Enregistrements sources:
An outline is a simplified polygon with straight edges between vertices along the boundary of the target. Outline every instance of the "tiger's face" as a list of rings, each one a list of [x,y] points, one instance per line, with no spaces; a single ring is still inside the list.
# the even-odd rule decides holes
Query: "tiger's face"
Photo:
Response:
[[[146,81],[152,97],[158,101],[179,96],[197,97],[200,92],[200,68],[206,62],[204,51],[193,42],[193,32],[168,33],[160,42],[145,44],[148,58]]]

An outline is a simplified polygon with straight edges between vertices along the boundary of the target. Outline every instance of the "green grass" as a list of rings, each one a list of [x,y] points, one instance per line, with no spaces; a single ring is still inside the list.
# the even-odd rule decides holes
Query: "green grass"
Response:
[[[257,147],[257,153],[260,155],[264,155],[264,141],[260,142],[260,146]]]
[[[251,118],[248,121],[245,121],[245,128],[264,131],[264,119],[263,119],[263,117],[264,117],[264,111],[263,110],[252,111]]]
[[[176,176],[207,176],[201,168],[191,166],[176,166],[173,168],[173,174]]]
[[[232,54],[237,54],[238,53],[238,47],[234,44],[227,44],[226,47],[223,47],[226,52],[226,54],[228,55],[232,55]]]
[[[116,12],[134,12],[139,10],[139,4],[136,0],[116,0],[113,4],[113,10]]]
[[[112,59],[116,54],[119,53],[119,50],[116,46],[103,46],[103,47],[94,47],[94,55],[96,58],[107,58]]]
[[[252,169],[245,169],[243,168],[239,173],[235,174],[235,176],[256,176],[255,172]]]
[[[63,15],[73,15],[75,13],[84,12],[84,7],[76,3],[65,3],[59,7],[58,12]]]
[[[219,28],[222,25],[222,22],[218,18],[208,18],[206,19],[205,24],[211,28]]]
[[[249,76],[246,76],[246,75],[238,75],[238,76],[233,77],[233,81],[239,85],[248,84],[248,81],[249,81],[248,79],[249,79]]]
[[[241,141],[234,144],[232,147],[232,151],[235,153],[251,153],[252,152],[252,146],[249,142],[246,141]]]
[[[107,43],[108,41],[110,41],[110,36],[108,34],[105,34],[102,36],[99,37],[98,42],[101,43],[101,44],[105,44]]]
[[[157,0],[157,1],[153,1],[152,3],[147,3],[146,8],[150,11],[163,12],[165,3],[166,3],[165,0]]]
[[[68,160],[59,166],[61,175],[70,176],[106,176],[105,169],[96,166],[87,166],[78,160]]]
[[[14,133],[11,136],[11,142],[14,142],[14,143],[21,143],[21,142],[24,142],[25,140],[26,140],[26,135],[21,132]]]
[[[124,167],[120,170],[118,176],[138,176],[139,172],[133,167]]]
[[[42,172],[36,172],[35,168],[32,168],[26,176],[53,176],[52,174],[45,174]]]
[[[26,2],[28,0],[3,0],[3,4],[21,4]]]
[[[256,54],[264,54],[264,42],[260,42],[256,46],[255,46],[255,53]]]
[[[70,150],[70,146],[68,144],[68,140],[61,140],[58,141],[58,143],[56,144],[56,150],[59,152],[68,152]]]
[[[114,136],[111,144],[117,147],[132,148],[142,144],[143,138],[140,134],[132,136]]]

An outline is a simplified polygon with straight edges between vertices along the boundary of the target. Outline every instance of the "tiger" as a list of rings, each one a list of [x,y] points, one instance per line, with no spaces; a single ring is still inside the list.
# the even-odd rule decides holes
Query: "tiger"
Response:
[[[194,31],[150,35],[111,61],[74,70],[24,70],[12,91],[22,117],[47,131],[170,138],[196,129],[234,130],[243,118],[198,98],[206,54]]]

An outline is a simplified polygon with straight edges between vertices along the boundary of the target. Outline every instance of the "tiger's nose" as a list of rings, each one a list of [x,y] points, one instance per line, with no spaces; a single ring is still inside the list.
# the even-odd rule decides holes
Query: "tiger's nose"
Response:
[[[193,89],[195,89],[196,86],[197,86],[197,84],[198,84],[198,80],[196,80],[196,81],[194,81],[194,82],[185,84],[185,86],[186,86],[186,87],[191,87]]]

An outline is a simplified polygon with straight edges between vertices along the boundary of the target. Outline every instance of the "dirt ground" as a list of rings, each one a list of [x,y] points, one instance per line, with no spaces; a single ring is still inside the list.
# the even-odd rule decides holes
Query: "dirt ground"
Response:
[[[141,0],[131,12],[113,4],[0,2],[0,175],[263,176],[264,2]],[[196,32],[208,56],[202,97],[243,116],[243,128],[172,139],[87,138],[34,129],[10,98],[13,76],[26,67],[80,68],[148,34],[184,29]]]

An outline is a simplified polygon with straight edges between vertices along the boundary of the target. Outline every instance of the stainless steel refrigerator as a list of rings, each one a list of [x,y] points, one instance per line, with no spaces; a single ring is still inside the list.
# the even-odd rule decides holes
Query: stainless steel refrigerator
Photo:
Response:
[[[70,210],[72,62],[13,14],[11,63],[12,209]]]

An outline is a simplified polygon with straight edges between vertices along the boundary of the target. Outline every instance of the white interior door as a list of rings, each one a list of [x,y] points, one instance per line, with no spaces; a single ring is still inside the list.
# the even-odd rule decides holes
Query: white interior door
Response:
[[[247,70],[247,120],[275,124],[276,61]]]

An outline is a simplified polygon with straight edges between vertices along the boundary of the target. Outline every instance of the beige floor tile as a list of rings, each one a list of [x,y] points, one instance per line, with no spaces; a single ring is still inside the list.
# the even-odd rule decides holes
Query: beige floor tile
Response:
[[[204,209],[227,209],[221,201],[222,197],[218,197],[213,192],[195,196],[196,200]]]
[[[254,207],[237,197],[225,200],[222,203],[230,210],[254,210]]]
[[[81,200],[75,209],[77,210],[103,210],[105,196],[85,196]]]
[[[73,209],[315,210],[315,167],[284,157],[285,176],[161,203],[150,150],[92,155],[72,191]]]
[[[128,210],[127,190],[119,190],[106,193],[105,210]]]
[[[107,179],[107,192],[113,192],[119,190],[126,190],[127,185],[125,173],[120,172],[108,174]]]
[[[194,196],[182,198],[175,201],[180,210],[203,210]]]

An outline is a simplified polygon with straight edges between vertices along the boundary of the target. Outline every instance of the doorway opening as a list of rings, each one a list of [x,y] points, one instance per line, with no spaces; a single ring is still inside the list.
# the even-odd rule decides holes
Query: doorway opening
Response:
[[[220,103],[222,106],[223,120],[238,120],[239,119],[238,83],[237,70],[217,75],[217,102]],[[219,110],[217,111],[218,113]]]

▶ Consigne:
Mets en forme sous forme de tableau Markdown les lignes des enregistrements, de la ligne contenant "of the stainless" à la ligne contenant "[[[247,70],[247,120],[275,124],[276,61]]]", ces deux lignes comprises et les lignes vides exclues. Le tableau aura deux colonnes : "N°" pour numéroter les rangées et "Ligne" pour le texte de chaque ligne.

▶ Résultat obtenu:
| N° | Ligne |
|---|---|
| 1 | An outline is a simplified polygon with straight edges between vertices along the boundary of the target. Outline every instance of the stainless steel refrigerator as a list of rings, each one a list of [x,y] points, one instance per line, with no spaces; a single ring is still inside the list. |
| 2 | # the even-odd rule decides holes |
| 3 | Query: stainless steel refrigerator |
| 4 | Photo: |
| 5 | Response: |
| 6 | [[[70,210],[72,62],[13,14],[11,63],[12,209]]] |
| 7 | An outline is a simplified polygon with straight edges between vertices along the boundary of the target. Outline every instance of the white interior door as a list of rings, each one a list of [x,y] points, one instance per line, with no spaces; a single ring is still inside the list. |
| 8 | # the even-odd rule decides holes |
| 9 | Query: white interior door |
| 10 | Response: |
| 11 | [[[247,70],[247,120],[275,124],[276,61]]] |